» **Selected excerpt**
-=-=-

We've confirmed that all
systems are back to normal with no customer impact as of 7/20, 00:24 UTC. Our
logs show the incident started on 7/13, 7:58 UTC and ended 7/19 21:21 UTC in EJP
and began 7/17 01:53 UTC and ended 7/20
00:24 in EUS and that during the time it took to
resolve the issue customers experienced both data latency and data loss in Japan
East and East US for Service Map and VM Insights. This could have caused errors
when viewing network dependency maps or caused data latency and loss on
VMComputer, VMProcess, VMBoundPort and VMConnection tables in their Log
Analytics Workspaces. This latency and loss could have also caused missed or
misfired alerts if you are using the tables listed.
- Root Cause: We have identified a configuration mismatch in a recent deployment affecting Service Map’s ability to communicate with it’s underlying storage accounts. The deployment, in part, updated our method of authenticating to the storage accounts on the backend, but a subset of storage accounts were not included in the update.
- Incident Timeline: 7/13, 7:58 - 7/19, 21:21 UTC in EJP and 7/17 01:53 UTC - 7/20 00:24 UTC in EUS
We understand that customers rely on Service Map and VM Insights as a critical service and apologize for any impact this incident caused.
-Ian
Service Map in East Japan and East US has had extended data latency. This is due to a new deployment with updated endpoints that were not reflected in a downstream portion of the service. To address this issue we are updating the endpoints which should bring in all the latent data. This could have caused errors when viewing network dependency map as well as data latency in your VMComputer, VMProcess, VMBoundPort and VMConnection tables in your Log Analytics Workspaces. This latency could also have caused missed or misfired alerts if you are using the tables listed.

-=-=-

» **Written exercise A**
According to the incident report, as of what date and time were all systems confirmed back to normal?
» **Written exercise B**
Reproduce the incident report word for word between "- Root Cause: We" and "this incident caused.", inclusive.

-=-=-

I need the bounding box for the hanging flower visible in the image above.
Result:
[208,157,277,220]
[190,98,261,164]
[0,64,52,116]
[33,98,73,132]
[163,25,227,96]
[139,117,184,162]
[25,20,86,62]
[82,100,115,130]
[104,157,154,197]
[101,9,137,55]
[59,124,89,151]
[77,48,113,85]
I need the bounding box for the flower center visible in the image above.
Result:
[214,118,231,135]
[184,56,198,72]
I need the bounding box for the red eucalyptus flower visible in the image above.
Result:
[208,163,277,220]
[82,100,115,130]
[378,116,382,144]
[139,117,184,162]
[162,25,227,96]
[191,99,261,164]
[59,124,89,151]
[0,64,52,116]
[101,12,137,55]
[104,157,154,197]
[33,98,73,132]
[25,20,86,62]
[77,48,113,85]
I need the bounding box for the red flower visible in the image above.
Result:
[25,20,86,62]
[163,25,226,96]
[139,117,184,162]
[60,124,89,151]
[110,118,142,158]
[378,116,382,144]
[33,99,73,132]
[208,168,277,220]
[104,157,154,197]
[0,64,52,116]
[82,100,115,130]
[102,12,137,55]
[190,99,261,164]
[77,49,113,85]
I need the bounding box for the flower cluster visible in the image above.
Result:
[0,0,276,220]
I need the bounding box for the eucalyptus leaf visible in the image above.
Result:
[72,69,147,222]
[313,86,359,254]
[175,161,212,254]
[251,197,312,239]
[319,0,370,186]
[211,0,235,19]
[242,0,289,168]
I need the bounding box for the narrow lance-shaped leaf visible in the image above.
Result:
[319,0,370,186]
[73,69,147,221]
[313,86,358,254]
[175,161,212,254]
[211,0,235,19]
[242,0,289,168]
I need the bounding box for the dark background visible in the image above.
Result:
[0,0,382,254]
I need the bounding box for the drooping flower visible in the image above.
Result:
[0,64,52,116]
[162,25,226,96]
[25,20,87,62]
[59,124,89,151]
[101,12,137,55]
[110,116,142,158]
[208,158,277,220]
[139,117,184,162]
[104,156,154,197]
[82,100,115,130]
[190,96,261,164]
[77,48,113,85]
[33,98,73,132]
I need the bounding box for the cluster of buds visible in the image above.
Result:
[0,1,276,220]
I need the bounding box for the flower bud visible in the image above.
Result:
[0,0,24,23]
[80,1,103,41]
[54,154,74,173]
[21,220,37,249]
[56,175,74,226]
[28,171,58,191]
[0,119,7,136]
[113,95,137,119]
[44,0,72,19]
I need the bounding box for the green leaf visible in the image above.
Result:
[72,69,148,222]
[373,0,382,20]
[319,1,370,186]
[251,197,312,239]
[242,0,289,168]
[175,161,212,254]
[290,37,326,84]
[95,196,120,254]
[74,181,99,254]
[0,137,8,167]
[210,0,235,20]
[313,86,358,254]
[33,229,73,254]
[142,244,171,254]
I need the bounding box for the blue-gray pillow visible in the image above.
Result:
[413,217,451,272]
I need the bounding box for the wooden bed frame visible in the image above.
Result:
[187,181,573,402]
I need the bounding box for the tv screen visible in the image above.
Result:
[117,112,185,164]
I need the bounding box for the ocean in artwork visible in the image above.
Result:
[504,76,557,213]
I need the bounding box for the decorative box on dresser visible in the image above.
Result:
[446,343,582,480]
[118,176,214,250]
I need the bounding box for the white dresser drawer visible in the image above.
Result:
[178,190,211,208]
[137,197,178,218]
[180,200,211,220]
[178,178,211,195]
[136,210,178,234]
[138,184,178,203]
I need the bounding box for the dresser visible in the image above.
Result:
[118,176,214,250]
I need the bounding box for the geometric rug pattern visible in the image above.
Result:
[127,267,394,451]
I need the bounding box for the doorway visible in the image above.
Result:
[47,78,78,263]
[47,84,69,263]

-=-=-

» **Complete response A**
7/20, 00:24 UTC.

» **Complete response B**
- Root Cause: We have identified a configuration mismatch in a recent deployment affecting Service Map’s ability to communicate with it’s underlying storage accounts. The deployment, in part, updated our method of authenticating to the storage accounts on the backend, but a subset of storage accounts were not included in the update.
- Incident Timeline: 7/13, 7:58 - 7/19, 21:21 UTC in EJP and 7/17 01:53 UTC - 7/20 00:24 UTC in EUS
We understand that customers rely on Service Map and VM Insights as a critical service and apologize for any impact this incident caused.